Clause 128 relates to the conditions that the new homes ombudsman scheme must meet under clause 127, and it sets out who can make a complaint to the scheme. The clause requires the scheme to be open to all developers to join as members so that qualifying complainants can escalate complaints about the scheme’s members. A qualifying complainant is a person who, at the time of the complaint, is a relevant owner of a new build home in England. The scheme is given the flexibility to set out other persons who can complain about the scheme’s members.

Schedule 8 details the other provisions that the scheme must or may include. This includes provision on which matters may be complained about; how complaints are to be made, investigated, determined and enforced; and complaints about the scheme itself. The scheme must also contain certain provisions required by schedule 8, such as the procedure for developers to become and remain members of the scheme.

To avoid duplication, the scheme may provide that the ombudsman will not be required to investigate and determine complaints that are dealt with under another redress scheme, or complaints that are subject to legal proceedings. The scheme may make provision about working with another redress scheme.

*Stored rows*
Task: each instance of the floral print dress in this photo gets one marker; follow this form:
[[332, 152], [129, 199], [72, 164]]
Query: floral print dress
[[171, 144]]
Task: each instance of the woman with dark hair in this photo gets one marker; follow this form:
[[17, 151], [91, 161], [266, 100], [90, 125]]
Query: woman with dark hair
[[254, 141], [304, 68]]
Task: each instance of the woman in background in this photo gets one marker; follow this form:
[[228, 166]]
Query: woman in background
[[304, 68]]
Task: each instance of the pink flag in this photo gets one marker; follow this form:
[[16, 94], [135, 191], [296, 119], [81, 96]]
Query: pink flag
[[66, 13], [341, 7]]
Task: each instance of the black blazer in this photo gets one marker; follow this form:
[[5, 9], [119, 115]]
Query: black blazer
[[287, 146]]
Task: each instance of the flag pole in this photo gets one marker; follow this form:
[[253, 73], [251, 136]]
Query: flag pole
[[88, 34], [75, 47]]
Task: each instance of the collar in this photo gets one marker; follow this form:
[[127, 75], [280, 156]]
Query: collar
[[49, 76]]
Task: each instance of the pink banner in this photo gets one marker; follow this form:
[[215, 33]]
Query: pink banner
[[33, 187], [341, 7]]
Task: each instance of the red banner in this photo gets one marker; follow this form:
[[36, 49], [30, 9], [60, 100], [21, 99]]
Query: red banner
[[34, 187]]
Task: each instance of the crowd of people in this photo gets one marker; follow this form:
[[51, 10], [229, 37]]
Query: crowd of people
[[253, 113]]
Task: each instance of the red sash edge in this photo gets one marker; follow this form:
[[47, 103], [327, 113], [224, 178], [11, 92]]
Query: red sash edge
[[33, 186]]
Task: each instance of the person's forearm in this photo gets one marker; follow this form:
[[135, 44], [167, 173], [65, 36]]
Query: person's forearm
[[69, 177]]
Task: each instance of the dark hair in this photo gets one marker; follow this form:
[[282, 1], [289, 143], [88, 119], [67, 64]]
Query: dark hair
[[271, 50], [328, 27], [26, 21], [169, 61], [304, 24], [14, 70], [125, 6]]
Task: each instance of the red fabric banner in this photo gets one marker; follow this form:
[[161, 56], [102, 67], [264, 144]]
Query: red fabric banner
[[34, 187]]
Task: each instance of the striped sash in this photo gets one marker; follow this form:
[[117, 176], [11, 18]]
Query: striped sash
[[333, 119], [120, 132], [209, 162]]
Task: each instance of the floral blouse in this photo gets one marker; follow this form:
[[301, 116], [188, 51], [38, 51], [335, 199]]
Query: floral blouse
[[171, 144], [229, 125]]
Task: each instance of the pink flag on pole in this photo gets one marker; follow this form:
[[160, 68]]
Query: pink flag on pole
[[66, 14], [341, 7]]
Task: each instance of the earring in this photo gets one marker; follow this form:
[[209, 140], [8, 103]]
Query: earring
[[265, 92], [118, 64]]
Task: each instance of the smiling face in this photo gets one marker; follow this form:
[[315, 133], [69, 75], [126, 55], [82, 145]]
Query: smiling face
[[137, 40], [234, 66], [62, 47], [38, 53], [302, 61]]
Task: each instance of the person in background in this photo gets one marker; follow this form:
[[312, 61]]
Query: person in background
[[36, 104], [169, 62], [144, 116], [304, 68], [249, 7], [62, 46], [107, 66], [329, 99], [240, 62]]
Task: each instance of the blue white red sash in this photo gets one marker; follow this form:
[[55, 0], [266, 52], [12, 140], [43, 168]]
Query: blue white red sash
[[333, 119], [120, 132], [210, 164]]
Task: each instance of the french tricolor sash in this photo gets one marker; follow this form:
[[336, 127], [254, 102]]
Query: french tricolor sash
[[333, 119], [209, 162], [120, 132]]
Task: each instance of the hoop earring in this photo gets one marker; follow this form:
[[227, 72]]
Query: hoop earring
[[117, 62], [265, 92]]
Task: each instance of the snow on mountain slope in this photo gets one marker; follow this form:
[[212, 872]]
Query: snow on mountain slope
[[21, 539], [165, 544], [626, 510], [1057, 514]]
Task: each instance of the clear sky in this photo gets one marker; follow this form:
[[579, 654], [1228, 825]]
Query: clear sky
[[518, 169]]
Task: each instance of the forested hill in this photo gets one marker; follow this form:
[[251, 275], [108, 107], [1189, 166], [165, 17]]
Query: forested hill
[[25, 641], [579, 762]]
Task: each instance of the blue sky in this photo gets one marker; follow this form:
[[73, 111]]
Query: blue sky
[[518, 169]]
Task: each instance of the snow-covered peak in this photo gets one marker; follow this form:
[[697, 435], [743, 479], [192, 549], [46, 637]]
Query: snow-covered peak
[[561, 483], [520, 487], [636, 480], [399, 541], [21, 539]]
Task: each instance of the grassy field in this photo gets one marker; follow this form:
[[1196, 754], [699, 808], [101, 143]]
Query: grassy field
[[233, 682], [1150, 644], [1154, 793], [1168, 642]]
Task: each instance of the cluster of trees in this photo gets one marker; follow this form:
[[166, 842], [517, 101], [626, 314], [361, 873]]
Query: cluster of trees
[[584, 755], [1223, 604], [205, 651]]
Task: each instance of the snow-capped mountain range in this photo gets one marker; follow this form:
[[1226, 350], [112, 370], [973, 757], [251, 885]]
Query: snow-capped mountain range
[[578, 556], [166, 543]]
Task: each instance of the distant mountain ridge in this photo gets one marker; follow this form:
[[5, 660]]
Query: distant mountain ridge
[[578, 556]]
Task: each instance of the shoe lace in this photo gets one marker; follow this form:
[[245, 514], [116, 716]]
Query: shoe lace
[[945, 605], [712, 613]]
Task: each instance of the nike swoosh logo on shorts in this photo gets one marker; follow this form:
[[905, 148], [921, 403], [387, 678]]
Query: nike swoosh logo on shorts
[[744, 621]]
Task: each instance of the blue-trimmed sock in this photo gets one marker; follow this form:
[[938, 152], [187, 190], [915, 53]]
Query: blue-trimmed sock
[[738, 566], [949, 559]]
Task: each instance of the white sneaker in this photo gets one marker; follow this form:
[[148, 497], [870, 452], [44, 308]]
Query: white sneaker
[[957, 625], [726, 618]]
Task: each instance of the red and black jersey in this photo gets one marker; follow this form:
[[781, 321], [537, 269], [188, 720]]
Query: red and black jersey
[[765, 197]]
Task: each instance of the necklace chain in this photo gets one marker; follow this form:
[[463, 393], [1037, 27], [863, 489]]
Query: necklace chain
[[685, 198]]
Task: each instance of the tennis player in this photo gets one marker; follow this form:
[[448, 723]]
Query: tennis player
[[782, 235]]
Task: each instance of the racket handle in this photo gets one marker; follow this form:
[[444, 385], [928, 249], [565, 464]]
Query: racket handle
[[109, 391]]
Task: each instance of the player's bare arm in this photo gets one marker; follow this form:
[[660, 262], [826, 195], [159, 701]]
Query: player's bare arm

*Aim of the exercise*
Answer these questions from the text above on the new homes ombudsman scheme:
1. Who counts as a qualifying complainant?
2. Which schedule sets out the other provisions the scheme must or may include?
3. Which two kinds of complaints may the scheme excuse the ombudsman from investigating and determining?

*Answer below*
1. A person who, at the time of the complaint, is a relevant owner of a new build home in England.
2. Schedule 8.
3. Complaints dealt with under another redress scheme, and complaints that are subject to legal proceedings.